PROBLEM |
Pick out each line of the records below that contains the string "wheelchair". The match is case-sensitive.
-- start of DATA PROVIDED --
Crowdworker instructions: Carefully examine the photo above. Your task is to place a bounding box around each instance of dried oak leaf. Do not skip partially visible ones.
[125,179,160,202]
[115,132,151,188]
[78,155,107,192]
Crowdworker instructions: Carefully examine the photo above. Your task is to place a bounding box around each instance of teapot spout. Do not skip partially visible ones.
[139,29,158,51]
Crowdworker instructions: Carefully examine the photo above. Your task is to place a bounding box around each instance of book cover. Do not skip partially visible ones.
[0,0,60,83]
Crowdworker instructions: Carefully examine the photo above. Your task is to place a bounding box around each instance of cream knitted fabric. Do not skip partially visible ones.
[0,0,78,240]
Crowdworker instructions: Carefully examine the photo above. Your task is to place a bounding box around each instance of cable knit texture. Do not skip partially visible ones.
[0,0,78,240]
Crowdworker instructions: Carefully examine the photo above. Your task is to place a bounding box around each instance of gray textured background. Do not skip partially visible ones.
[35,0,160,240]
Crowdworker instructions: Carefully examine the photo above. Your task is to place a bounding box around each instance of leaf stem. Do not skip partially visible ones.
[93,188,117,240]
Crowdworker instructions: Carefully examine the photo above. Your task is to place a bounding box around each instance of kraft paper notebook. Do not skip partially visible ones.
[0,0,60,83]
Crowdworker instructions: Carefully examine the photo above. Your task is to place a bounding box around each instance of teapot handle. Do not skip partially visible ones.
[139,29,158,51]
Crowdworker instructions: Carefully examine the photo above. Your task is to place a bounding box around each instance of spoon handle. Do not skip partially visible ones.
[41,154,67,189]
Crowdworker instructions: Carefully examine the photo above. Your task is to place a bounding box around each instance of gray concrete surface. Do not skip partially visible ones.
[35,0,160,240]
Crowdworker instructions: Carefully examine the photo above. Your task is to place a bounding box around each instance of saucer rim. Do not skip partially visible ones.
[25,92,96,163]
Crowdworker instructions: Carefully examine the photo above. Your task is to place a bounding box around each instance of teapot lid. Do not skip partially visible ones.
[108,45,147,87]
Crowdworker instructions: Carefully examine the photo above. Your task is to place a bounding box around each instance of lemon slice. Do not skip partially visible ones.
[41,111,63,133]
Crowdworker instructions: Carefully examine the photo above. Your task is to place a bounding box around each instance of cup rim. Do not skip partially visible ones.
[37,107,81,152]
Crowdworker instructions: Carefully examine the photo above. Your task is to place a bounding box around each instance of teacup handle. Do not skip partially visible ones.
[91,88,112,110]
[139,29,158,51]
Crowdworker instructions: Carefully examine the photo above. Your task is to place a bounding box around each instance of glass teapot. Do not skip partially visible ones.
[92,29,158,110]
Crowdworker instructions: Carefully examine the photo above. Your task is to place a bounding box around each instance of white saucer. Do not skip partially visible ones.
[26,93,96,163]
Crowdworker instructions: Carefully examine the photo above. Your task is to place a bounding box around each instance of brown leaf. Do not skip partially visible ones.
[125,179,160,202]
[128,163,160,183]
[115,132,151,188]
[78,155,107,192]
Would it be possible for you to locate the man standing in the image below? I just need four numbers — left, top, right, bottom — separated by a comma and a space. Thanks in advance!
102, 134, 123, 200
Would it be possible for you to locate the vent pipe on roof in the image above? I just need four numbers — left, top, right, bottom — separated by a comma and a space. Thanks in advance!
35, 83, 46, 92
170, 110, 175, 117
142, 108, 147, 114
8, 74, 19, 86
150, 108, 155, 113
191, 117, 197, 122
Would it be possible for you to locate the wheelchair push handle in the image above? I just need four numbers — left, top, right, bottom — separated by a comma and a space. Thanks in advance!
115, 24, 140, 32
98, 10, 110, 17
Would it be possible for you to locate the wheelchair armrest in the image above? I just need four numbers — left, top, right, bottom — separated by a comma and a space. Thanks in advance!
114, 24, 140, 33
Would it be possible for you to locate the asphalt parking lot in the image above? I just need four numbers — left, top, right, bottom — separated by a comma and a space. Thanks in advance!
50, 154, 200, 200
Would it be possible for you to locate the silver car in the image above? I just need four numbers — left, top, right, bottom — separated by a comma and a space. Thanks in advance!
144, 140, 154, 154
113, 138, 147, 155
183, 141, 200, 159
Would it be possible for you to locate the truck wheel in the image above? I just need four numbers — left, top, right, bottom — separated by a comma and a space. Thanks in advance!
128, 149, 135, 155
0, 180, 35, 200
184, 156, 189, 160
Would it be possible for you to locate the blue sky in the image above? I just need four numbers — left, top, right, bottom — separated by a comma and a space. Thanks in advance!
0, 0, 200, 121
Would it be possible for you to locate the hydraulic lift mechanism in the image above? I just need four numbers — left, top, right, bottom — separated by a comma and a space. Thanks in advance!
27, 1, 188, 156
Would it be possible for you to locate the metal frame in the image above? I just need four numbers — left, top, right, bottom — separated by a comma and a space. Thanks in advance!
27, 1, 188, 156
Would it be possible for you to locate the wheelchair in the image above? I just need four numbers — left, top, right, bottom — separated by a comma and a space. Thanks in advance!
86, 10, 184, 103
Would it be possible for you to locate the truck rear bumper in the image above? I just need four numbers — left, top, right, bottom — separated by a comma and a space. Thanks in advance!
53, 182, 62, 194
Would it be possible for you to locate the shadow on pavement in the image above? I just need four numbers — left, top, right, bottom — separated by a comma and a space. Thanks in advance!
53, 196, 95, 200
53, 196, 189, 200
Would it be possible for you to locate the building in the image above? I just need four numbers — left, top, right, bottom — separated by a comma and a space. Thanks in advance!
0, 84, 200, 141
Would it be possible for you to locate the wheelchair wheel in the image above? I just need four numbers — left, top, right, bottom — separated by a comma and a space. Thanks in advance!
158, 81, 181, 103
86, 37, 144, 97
-- end of DATA PROVIDED --
FULL ANSWER |
Would it be possible for you to locate the wheelchair push handle in the image above? I just need four numbers — left, top, right, bottom — separated by a comma and a space. Thanks in advance!
Would it be possible for you to locate the wheelchair armrest in the image above? I just need four numbers — left, top, right, bottom — separated by a comma and a space. Thanks in advance!
Would it be possible for you to locate the wheelchair in the image above? I just need four numbers — left, top, right, bottom — separated by a comma and a space. Thanks in advance!
Would it be possible for you to locate the wheelchair wheel in the image above? I just need four numbers — left, top, right, bottom — separated by a comma and a space. Thanks in advance!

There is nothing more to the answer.